** Start Raw data **

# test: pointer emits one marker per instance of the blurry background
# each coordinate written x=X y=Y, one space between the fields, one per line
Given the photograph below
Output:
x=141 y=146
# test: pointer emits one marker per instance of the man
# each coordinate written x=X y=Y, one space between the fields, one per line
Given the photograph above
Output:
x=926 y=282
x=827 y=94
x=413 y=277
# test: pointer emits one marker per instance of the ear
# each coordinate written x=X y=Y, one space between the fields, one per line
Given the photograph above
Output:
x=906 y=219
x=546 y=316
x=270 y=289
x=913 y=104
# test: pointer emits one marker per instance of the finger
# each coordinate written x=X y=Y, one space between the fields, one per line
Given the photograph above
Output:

** End Raw data **
** Start Raw data **

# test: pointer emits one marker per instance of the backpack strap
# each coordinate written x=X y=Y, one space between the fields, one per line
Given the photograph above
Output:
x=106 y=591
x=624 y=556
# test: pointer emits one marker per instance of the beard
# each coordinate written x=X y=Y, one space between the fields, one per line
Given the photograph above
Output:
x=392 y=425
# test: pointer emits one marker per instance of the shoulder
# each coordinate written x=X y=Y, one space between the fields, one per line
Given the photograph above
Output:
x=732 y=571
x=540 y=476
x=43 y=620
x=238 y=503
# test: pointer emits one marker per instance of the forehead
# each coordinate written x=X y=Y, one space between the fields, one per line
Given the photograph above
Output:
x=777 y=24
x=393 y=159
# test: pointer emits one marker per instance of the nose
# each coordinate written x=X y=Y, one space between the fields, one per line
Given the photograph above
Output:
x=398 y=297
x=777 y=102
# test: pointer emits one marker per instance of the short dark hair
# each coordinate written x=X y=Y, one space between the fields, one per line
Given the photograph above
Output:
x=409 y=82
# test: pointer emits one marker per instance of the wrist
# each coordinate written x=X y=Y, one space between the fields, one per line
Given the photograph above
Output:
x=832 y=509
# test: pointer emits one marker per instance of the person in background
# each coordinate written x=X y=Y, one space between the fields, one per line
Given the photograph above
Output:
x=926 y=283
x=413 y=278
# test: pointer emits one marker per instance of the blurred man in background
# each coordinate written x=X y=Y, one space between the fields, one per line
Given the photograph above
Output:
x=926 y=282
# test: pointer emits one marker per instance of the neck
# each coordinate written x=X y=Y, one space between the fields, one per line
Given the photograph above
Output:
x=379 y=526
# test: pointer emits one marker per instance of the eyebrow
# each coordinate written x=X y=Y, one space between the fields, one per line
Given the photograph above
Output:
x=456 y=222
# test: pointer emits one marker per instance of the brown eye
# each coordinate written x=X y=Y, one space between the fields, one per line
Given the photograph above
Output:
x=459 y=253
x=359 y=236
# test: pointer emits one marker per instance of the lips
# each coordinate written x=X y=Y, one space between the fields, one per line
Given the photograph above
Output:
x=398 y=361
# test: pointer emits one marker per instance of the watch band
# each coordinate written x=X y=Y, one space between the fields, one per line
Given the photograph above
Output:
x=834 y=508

** End Raw data **

Exercise description
Pull out every line in the records above that contains the string "background". The match is case-sensitive.

Response to the exercise
# test: pointer emits one marker per instance of the blurry background
# test: pointer emits one marker per instance of the person in background
# test: pointer emits one marker per instance of the blurred man in background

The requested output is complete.